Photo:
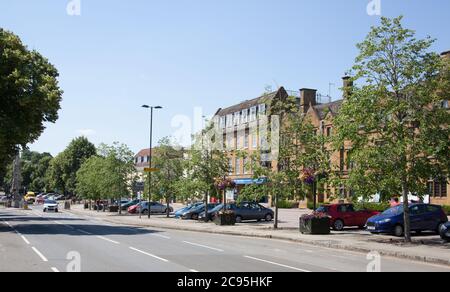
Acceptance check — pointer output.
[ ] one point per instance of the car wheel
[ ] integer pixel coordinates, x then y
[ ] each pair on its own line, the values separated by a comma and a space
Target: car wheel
238, 219
398, 231
338, 225
438, 230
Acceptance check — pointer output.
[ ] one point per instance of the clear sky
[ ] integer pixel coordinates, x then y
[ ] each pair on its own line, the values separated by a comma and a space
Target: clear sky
182, 54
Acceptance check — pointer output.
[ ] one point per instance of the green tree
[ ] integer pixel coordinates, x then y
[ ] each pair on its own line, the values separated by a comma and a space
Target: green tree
394, 117
63, 169
169, 161
108, 175
205, 164
30, 96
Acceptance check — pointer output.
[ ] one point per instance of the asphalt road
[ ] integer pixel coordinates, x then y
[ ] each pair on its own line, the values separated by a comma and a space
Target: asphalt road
43, 242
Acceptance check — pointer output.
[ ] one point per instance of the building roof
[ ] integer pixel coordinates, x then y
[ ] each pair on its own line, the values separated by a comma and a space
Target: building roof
251, 103
323, 109
144, 152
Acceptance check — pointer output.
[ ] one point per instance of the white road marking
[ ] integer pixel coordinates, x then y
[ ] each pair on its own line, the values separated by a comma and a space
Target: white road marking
161, 236
39, 254
24, 239
204, 246
277, 264
149, 254
107, 239
85, 232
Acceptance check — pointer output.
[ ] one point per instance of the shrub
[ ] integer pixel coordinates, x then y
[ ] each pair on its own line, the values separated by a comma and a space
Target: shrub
380, 207
287, 204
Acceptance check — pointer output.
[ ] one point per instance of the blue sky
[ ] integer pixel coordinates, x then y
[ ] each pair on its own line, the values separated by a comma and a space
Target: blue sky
181, 54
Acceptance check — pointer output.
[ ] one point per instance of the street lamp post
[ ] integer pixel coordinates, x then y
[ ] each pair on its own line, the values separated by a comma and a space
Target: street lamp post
150, 157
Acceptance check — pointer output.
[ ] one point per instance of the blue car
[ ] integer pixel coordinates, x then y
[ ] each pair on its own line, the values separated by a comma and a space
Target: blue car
445, 232
423, 218
179, 213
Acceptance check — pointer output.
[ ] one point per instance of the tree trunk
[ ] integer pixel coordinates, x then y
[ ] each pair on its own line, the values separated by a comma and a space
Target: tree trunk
275, 226
168, 207
407, 219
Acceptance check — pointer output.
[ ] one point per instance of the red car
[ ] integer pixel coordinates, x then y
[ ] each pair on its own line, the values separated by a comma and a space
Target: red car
343, 215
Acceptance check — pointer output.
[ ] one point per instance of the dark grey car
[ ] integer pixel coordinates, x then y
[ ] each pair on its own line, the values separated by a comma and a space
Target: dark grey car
155, 208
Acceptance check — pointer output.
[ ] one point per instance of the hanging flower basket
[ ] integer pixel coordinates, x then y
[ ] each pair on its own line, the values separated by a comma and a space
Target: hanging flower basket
307, 176
224, 184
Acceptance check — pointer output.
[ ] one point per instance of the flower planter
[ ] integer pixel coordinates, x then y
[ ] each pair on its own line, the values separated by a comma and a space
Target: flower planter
225, 219
315, 225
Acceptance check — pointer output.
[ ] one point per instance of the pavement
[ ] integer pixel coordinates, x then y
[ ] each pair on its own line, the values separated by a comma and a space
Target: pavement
31, 240
425, 248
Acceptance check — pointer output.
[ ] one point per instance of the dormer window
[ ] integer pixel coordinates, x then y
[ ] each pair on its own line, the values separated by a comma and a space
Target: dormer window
262, 109
253, 114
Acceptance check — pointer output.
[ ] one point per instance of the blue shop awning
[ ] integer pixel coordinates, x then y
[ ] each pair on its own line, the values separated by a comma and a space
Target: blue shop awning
249, 181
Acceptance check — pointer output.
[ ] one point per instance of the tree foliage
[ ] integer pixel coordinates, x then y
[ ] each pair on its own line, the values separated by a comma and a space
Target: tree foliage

****************************************

Challenge: Repeat each entry precisely as it appears. Leave the pictures out.

Solution to the exercise:
Photo:
Acceptance check — pointer output.
[ ] one point per instance of the car wheel
[ ] integer pixel coordinates, x then y
[ ] each pair on its own line, the values separated by a comma and a space
Target: car wheel
238, 219
398, 231
338, 225
438, 230
Acceptance check — pointer output.
[ ] one point per instance of the clear sky
[ ] integer pixel coordinates, x then y
[ ] each pair on its own line, the values separated by a comma and a space
Target: clear sky
182, 54
Acceptance check — pointer output.
[ ] one point per instance of the green tree
[ ] integer pixel coordinates, x then y
[ ] each pair on its own line, the values separated by a comma and a space
Target: green tree
394, 117
63, 169
169, 161
108, 175
205, 164
30, 96
Acceptance check — pointer output.
[ ] one point per instance of the asphalt road
[ ] integer pixel coordinates, x then y
[ ] each pair on its own line, the values separated by a comma and a space
Target: asphalt road
43, 242
Acceptance check — pointer output.
[ ] one point per instance of the building roof
[ ] integer pixel coordinates, x then y
[ ] each pair on its own line, the values separated by a comma and a space
Target: building roof
251, 103
323, 109
144, 152
Acceptance check — pointer output.
[ ] one point per instance of the white road marking
[ ] integer pixel coordinates, x then y
[ ] each pair on its own line, the values separated by a comma and a space
Target: white road marking
161, 236
39, 254
24, 239
204, 246
277, 264
149, 254
107, 239
85, 232
Acceptance check — pointer output.
[ ] one point per instance of the shrub
[ ] integer pixel coordinates, x then y
[ ] each pair on its own line, the values separated by a comma and a space
Target: shrub
380, 207
287, 204
Acceptance check — pointer output.
[ ] one point per instance of the blue sky
[ ] integer pixel coordinates, x then y
[ ] each pair on its own line, the values separated by a comma and a space
Target: blue sky
181, 54
Acceptance check — pointer output.
[ ] one point per instance of the street lamp post
[ ] integer pixel coordinates, x then y
[ ] each pair on its own line, the values separated by a comma and a space
Target: street lamp post
150, 157
Acceptance check — pointer output.
[ ] one point per instance of the blue car
[ ] integer pixel coordinates, x then y
[ ] each pair on its own line, the values separated by a comma and a space
Target: blue car
445, 232
423, 218
179, 213
Acceptance check — pointer output.
[ ] one point per instance of the tree trunk
[ ] integer pixel coordinates, x then y
[ ] each pair on its own line, the values separated by a comma and a space
Target: tree trunk
275, 226
168, 207
407, 219
Acceptance check — pointer output.
[ ] one point per instance of the red car
[ ] integer pixel coordinates, x then y
[ ] each pair on its own line, the values separated by a comma and a space
Target: red car
343, 215
Acceptance check — pointer output.
[ ] one point per instance of the dark grey car
[ ] integer pixel coordinates, x then y
[ ] each pair on its own line, the values separated by a comma and a space
Target: dark grey car
155, 208
Acceptance check — pointer output.
[ ] one point per instance of the hanging flower basket
[ ] integer pixel coordinates, x then y
[ ] each pair on its own line, the values separated by a comma and a space
Target: hanging flower basket
307, 176
224, 184
Acceptance check — pointer output.
[ ] one point per instance of the flower planter
[ ] integer pixel coordinates, x then y
[ ] each pair on its own line, the values separated by a comma and a space
Target: flower planter
225, 219
315, 225
Acceptance check — pointer output.
[ ] one point per instance of the pavement
[ ] integer pixel coordinates, x then y
[ ] each pair on its own line, the values separated by a comma and a space
Target: pavement
31, 240
425, 248
Acceptance check — pointer output.
[ ] one point per instance of the dormer window
[ ] integer pixel coordinates, x then y
[ ] each pair on its own line, the values separated by a comma and a space
Target: dormer window
262, 109
253, 114
Acceptance check — pointer output.
[ ] one point per instance of the blue shop awning
[ ] integer pixel coordinates, x then y
[ ] each pair on its own line, the values separated by a comma and a space
Target: blue shop awning
249, 181
Acceptance check — pointer output.
[ ] one point per instance of the tree foliage
[ ] integer pixel coordinates, x then y
[ ] each pair on its own line, the values separated by a comma and a space
Target: tree foliage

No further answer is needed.